**Rows from a point labeling set**.
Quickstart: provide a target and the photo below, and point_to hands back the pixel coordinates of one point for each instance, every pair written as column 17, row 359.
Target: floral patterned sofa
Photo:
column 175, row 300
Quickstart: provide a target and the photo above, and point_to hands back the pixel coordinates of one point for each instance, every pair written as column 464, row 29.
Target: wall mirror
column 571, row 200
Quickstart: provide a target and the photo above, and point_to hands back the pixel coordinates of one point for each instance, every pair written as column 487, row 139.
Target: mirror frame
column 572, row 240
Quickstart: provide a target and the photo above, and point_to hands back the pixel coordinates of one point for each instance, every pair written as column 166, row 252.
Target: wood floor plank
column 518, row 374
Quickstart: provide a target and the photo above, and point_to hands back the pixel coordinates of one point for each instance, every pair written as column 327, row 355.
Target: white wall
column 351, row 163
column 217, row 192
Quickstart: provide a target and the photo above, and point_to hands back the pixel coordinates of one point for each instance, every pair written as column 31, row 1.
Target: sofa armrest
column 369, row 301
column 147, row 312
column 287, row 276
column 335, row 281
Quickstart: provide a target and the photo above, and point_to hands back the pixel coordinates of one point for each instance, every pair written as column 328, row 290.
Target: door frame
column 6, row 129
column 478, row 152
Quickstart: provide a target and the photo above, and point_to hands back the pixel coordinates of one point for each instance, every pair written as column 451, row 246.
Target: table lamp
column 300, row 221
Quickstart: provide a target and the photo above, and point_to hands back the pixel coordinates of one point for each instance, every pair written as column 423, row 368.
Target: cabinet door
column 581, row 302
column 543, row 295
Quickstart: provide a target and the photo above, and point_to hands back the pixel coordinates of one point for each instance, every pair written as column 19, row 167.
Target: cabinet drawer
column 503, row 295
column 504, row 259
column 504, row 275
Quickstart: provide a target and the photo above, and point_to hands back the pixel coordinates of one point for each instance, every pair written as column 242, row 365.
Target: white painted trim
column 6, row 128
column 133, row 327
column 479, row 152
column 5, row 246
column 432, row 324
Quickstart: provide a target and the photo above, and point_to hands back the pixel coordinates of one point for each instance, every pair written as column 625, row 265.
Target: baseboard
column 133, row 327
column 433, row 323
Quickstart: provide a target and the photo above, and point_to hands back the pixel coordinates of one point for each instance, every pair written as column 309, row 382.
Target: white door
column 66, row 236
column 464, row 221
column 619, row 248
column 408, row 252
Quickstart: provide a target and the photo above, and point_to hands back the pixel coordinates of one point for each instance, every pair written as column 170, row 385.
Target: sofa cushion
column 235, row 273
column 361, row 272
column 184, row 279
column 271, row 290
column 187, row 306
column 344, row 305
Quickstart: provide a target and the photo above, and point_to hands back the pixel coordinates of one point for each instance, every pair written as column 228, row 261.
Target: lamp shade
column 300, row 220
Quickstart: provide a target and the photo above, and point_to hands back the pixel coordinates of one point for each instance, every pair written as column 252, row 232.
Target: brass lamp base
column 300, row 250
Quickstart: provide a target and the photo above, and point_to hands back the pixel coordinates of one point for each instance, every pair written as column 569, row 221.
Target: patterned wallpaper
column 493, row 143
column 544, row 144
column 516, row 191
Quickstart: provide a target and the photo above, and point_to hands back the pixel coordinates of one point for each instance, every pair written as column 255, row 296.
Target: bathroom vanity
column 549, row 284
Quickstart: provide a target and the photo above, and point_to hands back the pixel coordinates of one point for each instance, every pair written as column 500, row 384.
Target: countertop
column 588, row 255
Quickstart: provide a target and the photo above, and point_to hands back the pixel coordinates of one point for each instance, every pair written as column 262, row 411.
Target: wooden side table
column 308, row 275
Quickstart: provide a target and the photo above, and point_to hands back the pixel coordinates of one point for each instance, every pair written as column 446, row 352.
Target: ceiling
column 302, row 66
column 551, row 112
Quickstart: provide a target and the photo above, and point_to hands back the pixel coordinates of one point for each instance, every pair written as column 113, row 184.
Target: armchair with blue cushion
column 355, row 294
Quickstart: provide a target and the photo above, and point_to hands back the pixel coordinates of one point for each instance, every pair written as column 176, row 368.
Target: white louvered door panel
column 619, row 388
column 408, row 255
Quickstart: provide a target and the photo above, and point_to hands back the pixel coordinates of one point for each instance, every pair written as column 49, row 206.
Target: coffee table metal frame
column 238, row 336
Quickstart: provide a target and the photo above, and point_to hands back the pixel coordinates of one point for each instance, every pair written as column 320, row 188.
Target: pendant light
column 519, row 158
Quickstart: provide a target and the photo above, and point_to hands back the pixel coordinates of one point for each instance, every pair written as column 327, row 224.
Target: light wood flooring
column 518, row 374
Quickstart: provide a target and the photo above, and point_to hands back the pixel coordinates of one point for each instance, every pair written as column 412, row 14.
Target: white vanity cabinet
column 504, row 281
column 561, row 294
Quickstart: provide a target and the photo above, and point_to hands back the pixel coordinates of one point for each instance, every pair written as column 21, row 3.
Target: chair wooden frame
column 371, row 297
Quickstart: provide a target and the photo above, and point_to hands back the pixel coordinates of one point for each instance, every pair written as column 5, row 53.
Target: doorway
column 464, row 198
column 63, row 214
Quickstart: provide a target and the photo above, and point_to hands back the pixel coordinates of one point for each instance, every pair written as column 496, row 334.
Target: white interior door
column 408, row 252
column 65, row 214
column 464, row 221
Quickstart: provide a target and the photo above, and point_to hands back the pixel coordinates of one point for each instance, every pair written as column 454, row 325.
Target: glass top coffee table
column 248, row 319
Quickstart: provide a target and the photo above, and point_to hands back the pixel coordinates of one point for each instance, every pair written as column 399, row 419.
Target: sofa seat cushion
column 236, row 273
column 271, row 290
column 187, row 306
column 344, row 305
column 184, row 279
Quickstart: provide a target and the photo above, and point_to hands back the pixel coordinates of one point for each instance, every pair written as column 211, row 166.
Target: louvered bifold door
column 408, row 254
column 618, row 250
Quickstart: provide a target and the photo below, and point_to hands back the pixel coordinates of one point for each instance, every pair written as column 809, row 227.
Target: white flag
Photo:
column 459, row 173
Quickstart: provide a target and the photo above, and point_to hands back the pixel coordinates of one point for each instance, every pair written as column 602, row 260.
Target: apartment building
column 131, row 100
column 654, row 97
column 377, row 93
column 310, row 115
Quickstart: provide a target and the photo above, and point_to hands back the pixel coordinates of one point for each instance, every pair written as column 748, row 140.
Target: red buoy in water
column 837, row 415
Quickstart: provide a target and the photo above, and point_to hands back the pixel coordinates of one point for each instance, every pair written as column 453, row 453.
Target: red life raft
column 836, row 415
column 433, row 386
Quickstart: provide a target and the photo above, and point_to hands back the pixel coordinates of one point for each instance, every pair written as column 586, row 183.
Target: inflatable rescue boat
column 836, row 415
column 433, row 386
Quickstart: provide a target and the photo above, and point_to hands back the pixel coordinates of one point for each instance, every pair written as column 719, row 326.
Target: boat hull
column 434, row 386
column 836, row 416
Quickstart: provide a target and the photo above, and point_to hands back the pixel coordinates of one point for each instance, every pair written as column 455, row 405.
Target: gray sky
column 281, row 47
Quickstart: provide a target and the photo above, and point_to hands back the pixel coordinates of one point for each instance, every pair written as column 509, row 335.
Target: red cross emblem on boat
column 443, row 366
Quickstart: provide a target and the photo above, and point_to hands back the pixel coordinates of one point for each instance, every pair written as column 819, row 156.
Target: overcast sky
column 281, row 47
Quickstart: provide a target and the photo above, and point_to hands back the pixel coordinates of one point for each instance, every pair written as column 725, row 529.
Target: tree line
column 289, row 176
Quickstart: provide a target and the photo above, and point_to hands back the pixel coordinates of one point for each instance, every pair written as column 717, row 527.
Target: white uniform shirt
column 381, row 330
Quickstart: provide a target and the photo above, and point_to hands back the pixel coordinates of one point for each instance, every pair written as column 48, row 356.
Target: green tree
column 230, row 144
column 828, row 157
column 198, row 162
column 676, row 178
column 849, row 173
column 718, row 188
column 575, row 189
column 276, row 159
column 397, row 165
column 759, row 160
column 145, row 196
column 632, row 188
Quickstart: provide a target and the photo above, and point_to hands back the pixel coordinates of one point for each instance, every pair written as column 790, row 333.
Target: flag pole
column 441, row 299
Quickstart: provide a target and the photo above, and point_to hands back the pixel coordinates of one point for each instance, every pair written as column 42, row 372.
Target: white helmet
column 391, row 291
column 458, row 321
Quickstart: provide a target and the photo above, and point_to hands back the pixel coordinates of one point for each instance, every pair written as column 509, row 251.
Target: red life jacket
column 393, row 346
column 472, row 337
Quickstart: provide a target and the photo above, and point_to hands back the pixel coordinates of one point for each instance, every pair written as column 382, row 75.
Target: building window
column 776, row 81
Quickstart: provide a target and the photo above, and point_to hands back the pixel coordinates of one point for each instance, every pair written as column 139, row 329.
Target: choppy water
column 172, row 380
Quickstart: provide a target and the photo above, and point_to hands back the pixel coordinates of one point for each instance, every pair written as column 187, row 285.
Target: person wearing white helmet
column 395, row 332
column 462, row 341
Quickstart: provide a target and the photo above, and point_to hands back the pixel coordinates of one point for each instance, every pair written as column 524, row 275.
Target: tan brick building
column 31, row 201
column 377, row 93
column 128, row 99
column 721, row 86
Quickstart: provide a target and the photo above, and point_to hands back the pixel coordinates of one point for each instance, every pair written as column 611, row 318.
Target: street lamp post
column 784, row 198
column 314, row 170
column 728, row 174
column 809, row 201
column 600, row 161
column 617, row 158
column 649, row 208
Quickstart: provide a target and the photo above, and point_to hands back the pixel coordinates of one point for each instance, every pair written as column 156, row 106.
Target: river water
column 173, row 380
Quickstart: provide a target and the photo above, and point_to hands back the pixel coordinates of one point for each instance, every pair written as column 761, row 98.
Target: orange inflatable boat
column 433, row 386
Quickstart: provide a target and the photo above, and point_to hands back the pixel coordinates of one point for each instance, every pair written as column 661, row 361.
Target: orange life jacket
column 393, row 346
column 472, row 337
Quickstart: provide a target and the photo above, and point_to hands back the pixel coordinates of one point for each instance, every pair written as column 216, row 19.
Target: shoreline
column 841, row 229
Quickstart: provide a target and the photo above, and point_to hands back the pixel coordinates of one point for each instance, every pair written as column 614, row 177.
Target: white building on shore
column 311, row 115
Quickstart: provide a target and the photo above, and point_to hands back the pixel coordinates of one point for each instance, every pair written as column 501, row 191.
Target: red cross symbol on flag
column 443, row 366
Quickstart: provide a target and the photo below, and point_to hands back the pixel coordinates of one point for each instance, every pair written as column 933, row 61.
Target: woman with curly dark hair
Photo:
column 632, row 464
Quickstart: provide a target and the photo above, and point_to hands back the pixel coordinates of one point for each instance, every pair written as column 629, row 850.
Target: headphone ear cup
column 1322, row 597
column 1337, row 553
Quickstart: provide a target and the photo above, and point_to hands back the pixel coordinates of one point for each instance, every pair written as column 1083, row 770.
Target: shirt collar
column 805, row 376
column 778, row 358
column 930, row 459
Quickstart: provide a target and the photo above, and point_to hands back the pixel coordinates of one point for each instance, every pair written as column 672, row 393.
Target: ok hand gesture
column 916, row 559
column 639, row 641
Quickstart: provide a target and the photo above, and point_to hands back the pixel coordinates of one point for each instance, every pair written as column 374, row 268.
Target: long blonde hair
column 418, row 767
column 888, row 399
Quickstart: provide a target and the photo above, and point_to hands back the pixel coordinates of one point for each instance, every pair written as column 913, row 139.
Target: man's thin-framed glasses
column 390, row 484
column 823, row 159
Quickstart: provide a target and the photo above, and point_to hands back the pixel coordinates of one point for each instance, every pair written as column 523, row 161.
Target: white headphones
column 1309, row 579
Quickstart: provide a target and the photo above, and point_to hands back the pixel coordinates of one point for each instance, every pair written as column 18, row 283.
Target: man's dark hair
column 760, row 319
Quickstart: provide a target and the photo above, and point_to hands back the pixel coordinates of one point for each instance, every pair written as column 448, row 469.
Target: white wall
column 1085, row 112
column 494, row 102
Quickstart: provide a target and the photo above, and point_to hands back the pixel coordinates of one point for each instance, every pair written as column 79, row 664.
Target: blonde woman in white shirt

**Task objective**. Starting at the line that has "113, row 184." and stopping after the line that has "column 355, row 294", give those lines again with "armchair" swapped for "recliner" and everything else unchanged.

**Result of this task**.
Quickstart: provide a target and the photo above, and point_to hands back the pixel coordinates of one point for each instance, every pair written as column 113, row 184.
Target: recliner with blue cushion
column 355, row 294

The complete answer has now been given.